Sex OK for Many Heart Patients, Docs Say
New American Heart Association guidelines detail who -- and who isn't -- at risk
By Randy Dotinga
THURSDAY, Jan. 19 (HealthDay News) -- Sexual activity generally isn't hazardous for people with cardiovascular disease, the American Heart Association says in a new statement.
But patients should get checked by a doctor beforehand and be aware that heart problems could spell trouble in some cases of cardiovascular disease, especially if they're not controlled.
The heart association also cautions that there needs to be more research into how sexual activity affects the cardiovascular system of women and older people who have specific conditions.
"The reality is that in most patients, the risk is low," said Dr. Glenn Levine, a professor of medicine at Baylor College of Medicine and lead author of the statement. "In most patients with stable heart disease, it is reasonably safe to participate in sexual activity, which is probably comparable to mild to moderate physical activity, like walking or going up several flights of stairs."
Heart patients frequently don't mention the risk of sexual activity but it may still be on their minds, Levine said. "We want to encourage health-care professionals to discuss this and encourage patients and partners to bring it up."
The statement authors report that fewer than 1 percent of acute heart attacks are linked to sexual activity. For people who have had a heart attack, engaging in sexual activity increases the risk of another heart attack or death "from 10 chances in 1 million per hour to 20 to 30 chances in 1 million per hour," according to the report.

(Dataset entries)
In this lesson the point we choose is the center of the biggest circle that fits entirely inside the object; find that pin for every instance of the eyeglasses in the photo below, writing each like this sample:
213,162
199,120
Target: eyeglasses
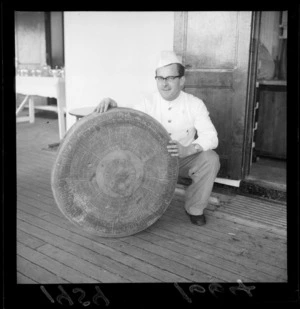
168,78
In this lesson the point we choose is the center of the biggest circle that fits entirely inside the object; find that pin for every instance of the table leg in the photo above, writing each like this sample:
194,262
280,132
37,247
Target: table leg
31,110
61,121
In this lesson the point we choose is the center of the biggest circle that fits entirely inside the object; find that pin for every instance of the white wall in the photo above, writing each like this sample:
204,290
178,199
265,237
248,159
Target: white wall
113,54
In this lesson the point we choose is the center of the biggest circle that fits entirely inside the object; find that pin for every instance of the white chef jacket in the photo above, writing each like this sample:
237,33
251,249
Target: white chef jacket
182,118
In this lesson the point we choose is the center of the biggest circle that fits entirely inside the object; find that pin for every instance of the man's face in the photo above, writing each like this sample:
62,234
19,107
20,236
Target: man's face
169,90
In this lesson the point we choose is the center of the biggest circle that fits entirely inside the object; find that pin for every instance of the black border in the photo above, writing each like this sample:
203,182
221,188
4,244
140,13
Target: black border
142,295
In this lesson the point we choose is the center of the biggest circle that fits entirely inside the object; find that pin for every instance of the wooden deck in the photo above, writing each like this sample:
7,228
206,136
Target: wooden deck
244,238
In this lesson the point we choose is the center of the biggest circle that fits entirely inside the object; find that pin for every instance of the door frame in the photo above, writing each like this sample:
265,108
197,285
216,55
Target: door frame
251,96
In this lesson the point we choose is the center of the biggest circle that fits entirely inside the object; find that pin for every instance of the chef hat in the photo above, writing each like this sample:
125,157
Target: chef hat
167,57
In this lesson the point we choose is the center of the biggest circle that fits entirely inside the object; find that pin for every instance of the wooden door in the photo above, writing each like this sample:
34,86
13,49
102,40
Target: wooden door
30,39
215,48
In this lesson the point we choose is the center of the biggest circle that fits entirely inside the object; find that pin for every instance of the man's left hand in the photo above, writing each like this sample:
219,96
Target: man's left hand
177,150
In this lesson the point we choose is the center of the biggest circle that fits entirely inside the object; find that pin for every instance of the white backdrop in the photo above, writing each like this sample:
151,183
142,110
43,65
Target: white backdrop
113,54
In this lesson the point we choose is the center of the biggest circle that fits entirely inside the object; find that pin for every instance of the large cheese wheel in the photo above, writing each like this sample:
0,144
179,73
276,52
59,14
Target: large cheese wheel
113,175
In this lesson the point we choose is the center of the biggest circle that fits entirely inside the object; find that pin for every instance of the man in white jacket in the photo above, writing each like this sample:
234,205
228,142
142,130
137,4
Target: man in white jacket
193,135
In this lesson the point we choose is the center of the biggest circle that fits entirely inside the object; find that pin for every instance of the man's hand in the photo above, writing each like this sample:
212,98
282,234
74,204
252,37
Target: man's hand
178,150
105,104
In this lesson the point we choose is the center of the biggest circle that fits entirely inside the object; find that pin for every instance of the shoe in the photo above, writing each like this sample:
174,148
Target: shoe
197,220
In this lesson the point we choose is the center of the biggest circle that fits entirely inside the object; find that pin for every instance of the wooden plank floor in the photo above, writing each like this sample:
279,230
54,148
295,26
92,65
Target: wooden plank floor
244,238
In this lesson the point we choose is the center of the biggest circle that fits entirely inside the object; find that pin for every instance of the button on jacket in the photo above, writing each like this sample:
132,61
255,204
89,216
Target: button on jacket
182,118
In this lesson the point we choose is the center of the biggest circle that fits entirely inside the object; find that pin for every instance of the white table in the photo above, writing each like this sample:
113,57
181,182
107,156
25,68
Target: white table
51,87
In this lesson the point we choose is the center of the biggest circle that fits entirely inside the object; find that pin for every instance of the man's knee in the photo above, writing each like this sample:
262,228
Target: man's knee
211,158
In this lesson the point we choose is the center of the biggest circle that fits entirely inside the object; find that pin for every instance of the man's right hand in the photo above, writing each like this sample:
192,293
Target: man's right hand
105,104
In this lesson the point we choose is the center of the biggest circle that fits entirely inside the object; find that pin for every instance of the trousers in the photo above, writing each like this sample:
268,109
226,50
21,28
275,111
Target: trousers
202,168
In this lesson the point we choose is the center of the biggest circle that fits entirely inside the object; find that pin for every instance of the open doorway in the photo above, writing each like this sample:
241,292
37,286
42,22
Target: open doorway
268,155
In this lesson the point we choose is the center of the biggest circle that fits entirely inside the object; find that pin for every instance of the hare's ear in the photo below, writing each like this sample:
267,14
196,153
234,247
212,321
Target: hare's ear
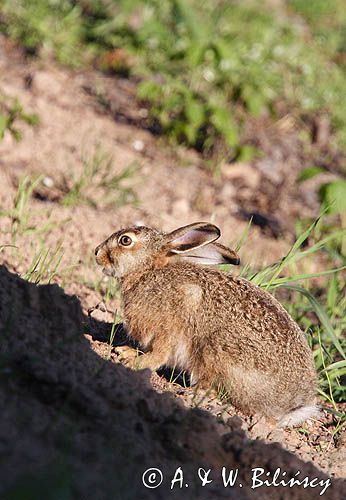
190,237
212,254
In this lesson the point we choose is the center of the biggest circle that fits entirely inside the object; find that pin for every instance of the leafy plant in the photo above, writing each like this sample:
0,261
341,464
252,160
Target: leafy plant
97,173
203,67
11,112
324,322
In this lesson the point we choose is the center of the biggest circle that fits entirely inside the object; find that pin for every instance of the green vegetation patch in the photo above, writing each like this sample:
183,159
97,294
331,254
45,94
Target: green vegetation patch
204,67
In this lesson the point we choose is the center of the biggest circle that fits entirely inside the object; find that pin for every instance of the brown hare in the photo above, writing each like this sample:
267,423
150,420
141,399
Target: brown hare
224,330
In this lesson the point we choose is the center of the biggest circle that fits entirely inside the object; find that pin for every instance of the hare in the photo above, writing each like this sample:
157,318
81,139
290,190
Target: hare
224,330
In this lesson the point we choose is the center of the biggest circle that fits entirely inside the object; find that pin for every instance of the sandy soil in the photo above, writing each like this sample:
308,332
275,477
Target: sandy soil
72,414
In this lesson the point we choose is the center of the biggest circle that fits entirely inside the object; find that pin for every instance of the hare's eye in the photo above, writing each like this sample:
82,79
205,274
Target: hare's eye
125,240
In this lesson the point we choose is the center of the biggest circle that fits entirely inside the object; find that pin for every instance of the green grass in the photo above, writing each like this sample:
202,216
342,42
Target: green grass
12,112
203,67
96,176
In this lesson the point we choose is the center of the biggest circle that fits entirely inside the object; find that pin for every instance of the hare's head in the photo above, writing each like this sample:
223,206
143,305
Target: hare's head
136,248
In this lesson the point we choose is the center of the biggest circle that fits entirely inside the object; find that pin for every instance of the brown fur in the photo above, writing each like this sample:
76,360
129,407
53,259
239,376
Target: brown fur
223,329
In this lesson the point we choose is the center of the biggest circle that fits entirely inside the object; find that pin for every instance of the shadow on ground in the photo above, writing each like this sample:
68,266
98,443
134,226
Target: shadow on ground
74,425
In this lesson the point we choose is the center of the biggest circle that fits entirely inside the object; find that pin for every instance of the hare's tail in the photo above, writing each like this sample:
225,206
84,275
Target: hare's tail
299,415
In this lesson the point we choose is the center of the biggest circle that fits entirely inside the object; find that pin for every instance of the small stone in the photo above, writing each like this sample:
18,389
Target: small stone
138,145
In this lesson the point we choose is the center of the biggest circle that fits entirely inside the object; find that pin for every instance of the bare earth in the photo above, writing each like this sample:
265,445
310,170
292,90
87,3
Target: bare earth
71,414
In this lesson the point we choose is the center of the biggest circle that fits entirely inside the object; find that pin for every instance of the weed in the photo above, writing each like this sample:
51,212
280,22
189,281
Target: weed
327,334
97,173
44,266
11,112
204,67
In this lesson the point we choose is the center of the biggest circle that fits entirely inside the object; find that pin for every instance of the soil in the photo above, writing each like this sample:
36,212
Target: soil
74,420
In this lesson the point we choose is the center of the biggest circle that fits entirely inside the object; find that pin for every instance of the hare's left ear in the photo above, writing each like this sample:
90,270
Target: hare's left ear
190,237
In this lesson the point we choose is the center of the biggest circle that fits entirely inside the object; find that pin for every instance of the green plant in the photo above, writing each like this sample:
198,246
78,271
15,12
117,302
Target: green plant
11,112
44,266
324,322
19,214
203,67
97,173
50,27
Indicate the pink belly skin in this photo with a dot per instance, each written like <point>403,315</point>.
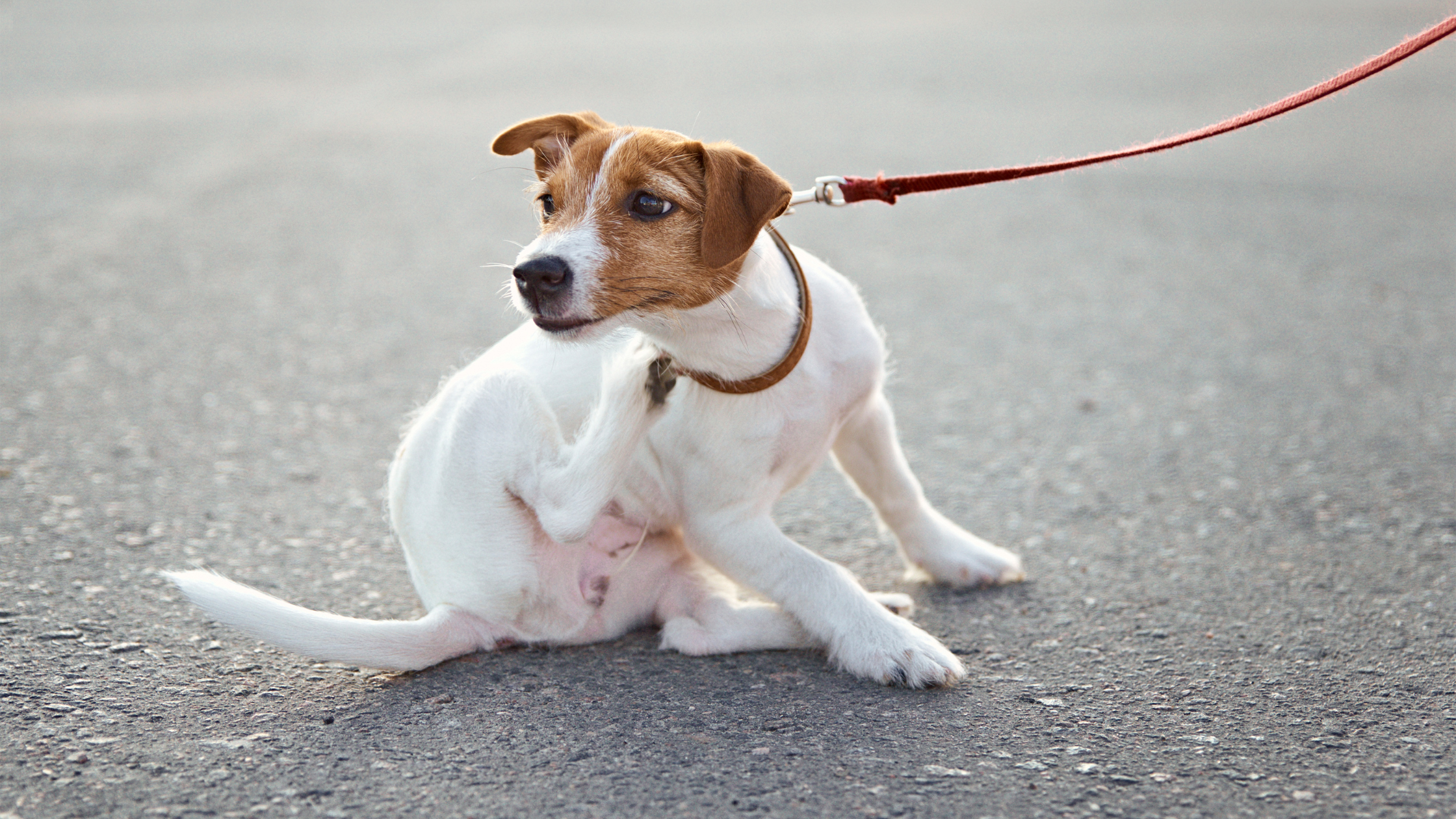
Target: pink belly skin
<point>609,543</point>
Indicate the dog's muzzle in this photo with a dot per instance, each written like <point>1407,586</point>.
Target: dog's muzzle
<point>543,281</point>
<point>545,286</point>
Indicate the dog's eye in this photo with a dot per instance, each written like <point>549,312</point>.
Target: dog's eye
<point>650,206</point>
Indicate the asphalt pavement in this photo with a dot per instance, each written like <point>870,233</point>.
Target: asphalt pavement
<point>1210,396</point>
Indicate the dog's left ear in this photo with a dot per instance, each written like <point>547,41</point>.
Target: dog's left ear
<point>743,196</point>
<point>548,136</point>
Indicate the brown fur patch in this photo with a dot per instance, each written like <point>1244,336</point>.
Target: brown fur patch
<point>721,200</point>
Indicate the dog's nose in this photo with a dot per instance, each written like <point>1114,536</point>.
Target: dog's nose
<point>542,278</point>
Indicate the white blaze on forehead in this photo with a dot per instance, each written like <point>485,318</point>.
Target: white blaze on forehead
<point>580,245</point>
<point>602,170</point>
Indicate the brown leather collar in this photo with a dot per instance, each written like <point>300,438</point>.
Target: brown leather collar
<point>791,359</point>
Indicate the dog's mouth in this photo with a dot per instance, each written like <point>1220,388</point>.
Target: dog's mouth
<point>562,326</point>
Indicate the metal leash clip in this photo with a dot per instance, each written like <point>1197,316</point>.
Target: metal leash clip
<point>826,190</point>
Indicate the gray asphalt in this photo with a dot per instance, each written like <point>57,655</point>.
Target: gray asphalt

*EXERCISE TASKS:*
• A. Answer these questions using the heart health article:
(i) Which institution is Dr. Glenn Levine a professor of medicine at?
(ii) What share of acute heart attacks do the statement authors link to sexual activity?
(iii) Which two groups does the heart association say need more research on how sexual activity affects their cardiovascular system?
• B. Duplicate everything in the heart health article from "Heart patients frequently" down to "to the report.".
• C. List every group of people that Levine says he wants to encourage to discuss or bring up the topic, according to the heart health article.

*OUTPUTS FOR THE TASKS:*
• A.
(i) Baylor College of Medicine
(ii) Fewer than 1 percent
(iii) Women and older people who have specific conditions

• B.
Heart patients frequently don't mention the risk of sexual activity but it may still be on their minds, Levine said. "We want to encourage health-care professionals to discuss this and encourage patients and partners to bring it up."
The statement authors report that fewer than 1 percent of acute heart attacks are linked to sexual activity. For people who have had a heart attack, engaging in sexual activity increases the risk of another heart attack or death "from 10 chances in 1 million per hour to 20 to 30 chances in 1 million per hour," according to the report.

• C.
- Health-care professionals
- Patients
- Partners